> **Passage**:
WASHINGTON -- Curt Flood's widow has a simple explanation for why her late husband, who is revered by players for sacrificing his career to advocate for free agency, has not been enshrined in baseball's Hall of Fame.



"I think the holdup is that he got on a lot of people's nerves," Judy Pace Flood said.



Flood has some powerful advocates on his side.



Members of Congress sent a letter to the Hall of Fame on Thursday asking that Flood be elected in December by the next Golden Days committee. The recognition would coincide with the 50-year anniversary of Flood's defiant letter to baseball Commissioner Bowie Kuhn in which he wrote, "I do not feel that I am a piece of property to be bought and sold irrespective of my wishes."



"What Curt Flood did and championed is resonating throughout professional sports for the past 50 years," Rep. David Trone, a Maryland Democrat who is leading the push for Flood's enshrinement, said at a news conference.

> **To-do list**:
**1)** Answer these questions using the article on Curt Flood above, each answer on its own line:
(a) What does Judy Pace Flood think is the holdup?
(b) Which committee do members of Congress want to elect Flood, and in what month?
(c) Which state does Rep. David Trone come from?
**2)** Reproduce the part of the Curt Flood article between "WASHINGTON -- Curt" and "Hall of Fame.", inclusive, word for word.

> **Data lines**:

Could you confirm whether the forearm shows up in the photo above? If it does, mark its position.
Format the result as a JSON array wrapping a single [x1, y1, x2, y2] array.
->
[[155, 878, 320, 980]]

> **Full solutions**:
**1)**
(a) She thinks the holdup is that he got on a lot of people's nerves.
(b) The next Golden Days committee, in December.
(c) Maryland.

**2)**
WASHINGTON -- Curt Flood's widow has a simple explanation for why her late husband, who is revered by players for sacrificing his career to advocate for free agency, has not been enshrined in baseball's Hall of Fame.